▸ **Assigned task**: Write out the material below exactly, beginning at the line that contains "Target: crowd of guests" and ending with its last line, both ends included; write nothing else.

▸ **Provided information**:
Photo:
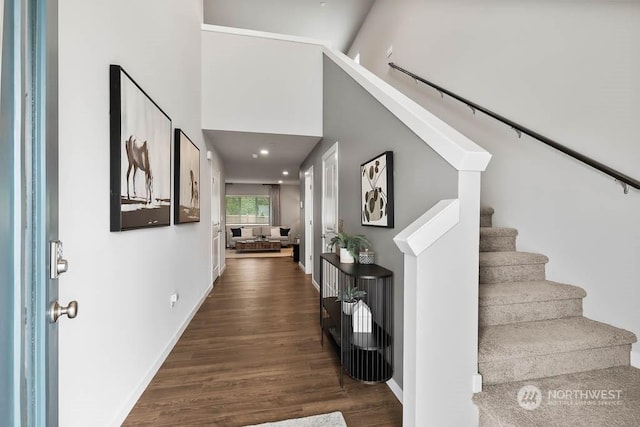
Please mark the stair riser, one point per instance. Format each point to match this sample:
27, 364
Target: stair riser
512, 273
497, 244
502, 371
485, 221
529, 312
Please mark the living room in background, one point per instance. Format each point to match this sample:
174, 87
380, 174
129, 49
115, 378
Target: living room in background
248, 210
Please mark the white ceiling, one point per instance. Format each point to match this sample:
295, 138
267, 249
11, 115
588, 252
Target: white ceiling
337, 22
286, 152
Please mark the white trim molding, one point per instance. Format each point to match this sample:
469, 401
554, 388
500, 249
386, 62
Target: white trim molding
428, 228
635, 359
263, 35
458, 150
395, 389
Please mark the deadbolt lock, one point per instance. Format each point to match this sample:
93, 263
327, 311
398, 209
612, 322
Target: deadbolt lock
71, 311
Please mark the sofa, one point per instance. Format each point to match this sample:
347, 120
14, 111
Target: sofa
248, 232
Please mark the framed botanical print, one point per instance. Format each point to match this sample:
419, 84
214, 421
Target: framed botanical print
376, 188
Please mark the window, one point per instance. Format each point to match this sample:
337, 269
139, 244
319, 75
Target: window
248, 210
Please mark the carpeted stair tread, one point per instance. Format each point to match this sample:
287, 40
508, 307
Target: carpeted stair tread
492, 294
498, 232
499, 402
498, 259
526, 339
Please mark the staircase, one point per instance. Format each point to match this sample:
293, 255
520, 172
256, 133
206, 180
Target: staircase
533, 328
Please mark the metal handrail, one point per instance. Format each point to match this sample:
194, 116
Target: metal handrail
623, 179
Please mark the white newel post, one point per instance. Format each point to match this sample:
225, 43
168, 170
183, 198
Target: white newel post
441, 310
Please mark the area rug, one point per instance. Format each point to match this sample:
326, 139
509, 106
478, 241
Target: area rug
334, 419
284, 252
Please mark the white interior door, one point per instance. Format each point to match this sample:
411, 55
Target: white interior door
308, 221
215, 224
329, 196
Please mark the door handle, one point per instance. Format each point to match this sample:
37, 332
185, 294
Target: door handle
71, 311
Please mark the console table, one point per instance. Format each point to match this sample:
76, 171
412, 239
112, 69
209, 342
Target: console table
363, 341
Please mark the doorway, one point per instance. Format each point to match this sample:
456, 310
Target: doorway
308, 221
216, 225
330, 220
29, 170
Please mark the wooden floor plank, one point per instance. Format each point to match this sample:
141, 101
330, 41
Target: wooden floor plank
252, 354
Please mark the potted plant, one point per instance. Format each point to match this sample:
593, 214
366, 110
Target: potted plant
350, 298
350, 244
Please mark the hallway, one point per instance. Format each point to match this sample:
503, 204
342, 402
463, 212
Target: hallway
252, 354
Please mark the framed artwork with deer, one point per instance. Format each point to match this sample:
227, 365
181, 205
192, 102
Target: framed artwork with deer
186, 179
376, 188
140, 154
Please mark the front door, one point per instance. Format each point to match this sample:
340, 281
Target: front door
329, 196
28, 160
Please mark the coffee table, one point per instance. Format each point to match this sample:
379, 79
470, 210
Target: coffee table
257, 246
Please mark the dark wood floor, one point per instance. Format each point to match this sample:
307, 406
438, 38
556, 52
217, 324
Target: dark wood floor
252, 354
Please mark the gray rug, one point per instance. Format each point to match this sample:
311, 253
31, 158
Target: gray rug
334, 419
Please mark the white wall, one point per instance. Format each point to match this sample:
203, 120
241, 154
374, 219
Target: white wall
258, 84
122, 281
565, 69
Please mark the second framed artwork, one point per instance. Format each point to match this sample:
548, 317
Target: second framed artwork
187, 179
376, 188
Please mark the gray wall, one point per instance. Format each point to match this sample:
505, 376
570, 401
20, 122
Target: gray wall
565, 69
364, 129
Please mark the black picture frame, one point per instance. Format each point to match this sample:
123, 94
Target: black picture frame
186, 179
140, 147
376, 191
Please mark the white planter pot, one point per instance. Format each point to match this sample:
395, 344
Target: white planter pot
347, 307
346, 257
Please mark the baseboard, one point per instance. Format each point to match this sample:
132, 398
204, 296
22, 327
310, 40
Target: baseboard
153, 370
395, 389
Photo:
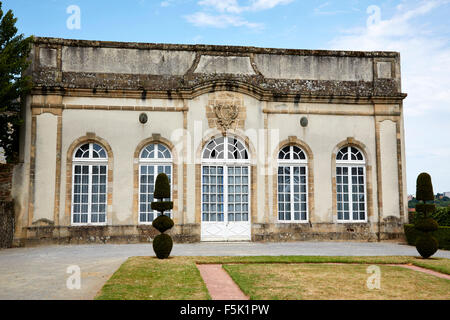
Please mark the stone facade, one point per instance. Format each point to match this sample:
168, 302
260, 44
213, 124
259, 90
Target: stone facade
94, 92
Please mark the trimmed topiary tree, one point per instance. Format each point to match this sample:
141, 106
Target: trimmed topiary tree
426, 244
162, 244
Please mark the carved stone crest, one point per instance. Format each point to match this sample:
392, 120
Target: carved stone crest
226, 114
225, 111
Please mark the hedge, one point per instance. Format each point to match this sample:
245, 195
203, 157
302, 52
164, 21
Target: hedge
442, 235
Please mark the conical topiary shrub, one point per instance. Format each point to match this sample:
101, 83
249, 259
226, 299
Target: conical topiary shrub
426, 244
162, 244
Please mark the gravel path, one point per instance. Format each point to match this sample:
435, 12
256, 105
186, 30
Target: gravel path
41, 272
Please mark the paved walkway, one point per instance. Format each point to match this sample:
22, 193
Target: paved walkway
41, 272
219, 283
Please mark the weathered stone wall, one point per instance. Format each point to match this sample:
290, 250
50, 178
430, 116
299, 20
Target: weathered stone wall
38, 235
95, 91
6, 206
6, 173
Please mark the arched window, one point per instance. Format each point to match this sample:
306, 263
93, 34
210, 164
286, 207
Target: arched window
155, 158
350, 185
90, 184
225, 181
292, 185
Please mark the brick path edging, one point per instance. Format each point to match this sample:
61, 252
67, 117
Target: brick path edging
219, 283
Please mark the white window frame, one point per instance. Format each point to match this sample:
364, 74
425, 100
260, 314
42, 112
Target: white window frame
352, 164
90, 162
291, 163
225, 163
155, 162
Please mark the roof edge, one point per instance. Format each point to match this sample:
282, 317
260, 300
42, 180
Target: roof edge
211, 48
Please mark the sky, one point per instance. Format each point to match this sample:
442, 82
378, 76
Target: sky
418, 29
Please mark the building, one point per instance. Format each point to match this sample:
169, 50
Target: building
259, 144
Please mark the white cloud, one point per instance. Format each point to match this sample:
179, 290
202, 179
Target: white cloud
202, 19
425, 55
425, 62
267, 4
231, 12
232, 6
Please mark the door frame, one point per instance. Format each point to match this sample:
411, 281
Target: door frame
225, 222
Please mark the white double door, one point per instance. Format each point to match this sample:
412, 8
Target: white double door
225, 206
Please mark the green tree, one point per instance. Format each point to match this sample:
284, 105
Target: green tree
162, 244
426, 244
14, 51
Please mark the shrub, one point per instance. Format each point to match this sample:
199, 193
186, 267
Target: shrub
162, 206
426, 225
162, 187
162, 245
427, 245
424, 188
442, 216
442, 234
162, 223
425, 208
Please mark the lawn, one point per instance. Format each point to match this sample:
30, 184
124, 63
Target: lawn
149, 278
329, 281
278, 277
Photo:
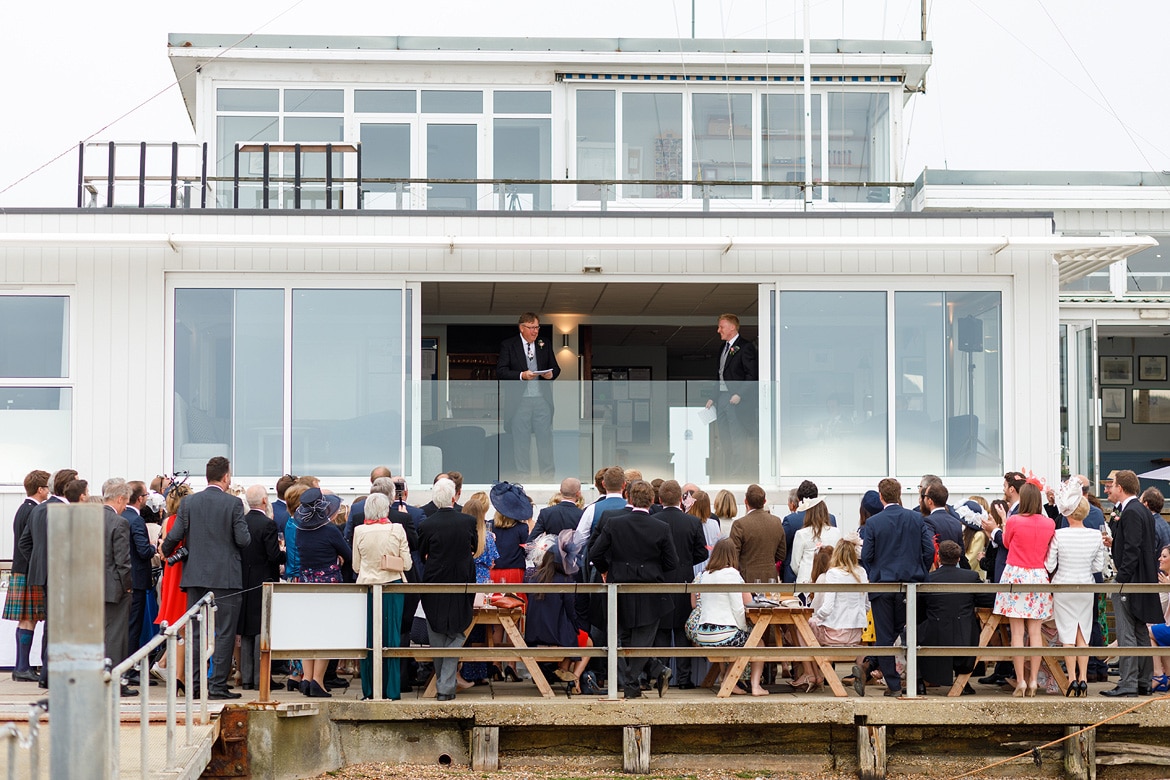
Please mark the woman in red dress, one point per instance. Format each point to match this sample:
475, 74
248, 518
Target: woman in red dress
172, 602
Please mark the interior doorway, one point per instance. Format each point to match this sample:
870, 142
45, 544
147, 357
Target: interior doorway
632, 357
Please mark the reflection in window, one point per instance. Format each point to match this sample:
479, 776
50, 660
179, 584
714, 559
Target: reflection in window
832, 388
1147, 269
41, 350
859, 145
348, 374
231, 131
1095, 282
228, 379
721, 125
783, 144
452, 153
652, 143
308, 130
38, 429
385, 154
523, 150
596, 138
948, 382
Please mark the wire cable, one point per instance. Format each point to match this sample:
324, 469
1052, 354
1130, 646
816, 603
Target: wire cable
144, 103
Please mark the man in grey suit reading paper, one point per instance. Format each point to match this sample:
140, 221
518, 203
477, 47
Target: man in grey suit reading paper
212, 527
528, 409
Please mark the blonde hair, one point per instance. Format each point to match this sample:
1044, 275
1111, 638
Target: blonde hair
477, 508
845, 557
725, 506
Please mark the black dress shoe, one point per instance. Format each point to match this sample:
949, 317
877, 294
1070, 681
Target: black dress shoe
662, 682
222, 695
1116, 692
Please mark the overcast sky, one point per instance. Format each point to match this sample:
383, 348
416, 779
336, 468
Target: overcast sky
1016, 84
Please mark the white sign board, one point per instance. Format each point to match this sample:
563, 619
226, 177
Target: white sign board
318, 621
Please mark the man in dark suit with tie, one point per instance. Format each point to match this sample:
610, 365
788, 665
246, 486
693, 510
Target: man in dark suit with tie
528, 409
118, 579
142, 559
34, 545
1135, 556
447, 544
735, 405
637, 547
896, 546
690, 546
212, 527
563, 515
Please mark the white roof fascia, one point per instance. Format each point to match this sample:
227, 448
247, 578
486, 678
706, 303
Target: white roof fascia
1037, 197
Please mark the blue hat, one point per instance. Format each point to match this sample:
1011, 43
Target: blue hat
872, 503
511, 501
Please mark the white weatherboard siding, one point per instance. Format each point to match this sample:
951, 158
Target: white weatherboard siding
117, 282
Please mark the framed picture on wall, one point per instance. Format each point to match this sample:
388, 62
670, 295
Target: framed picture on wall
1116, 370
1151, 368
1113, 402
1151, 406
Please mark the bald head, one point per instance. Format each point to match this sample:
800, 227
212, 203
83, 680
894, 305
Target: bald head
256, 496
570, 488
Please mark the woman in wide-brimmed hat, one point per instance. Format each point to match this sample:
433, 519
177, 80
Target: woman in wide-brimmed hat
323, 550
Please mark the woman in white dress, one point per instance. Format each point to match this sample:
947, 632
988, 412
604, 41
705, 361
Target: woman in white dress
817, 532
1074, 554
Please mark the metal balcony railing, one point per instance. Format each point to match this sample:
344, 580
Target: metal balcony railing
176, 175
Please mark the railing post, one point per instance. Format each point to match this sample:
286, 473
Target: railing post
142, 174
267, 174
376, 643
174, 172
910, 682
235, 180
78, 743
329, 175
611, 637
109, 177
81, 173
202, 180
360, 193
296, 177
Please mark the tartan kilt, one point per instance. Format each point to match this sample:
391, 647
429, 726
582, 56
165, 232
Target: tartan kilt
23, 601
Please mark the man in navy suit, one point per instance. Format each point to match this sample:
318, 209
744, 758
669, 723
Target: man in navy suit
564, 515
896, 546
142, 558
735, 404
528, 409
212, 527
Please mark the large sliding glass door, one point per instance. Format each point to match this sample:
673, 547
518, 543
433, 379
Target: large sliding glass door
1079, 414
294, 378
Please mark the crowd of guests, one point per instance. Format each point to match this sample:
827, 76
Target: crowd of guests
167, 546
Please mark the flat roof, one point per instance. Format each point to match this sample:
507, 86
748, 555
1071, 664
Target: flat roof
591, 45
1044, 178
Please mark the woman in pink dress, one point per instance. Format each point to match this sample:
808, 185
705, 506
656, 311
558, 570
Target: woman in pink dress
172, 602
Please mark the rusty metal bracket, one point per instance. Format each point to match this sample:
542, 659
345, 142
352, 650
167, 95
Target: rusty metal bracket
229, 751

▸ **Completed exercise**:
Target: crowd of guests
167, 546
Please mark the flat roof, one point per instance. Format each point to match this sample:
507, 86
748, 555
1071, 664
Target: flat roof
591, 45
1044, 178
Please mark the woman in pink dress, one point per instance. Format each point to match this sample:
808, 185
705, 506
656, 311
558, 570
Target: woman in pink dress
172, 602
Please mark the rusty metal bracket, one point per instance. Format each point to match this sample:
542, 659
345, 142
352, 650
167, 95
Target: rusty metal bracket
229, 751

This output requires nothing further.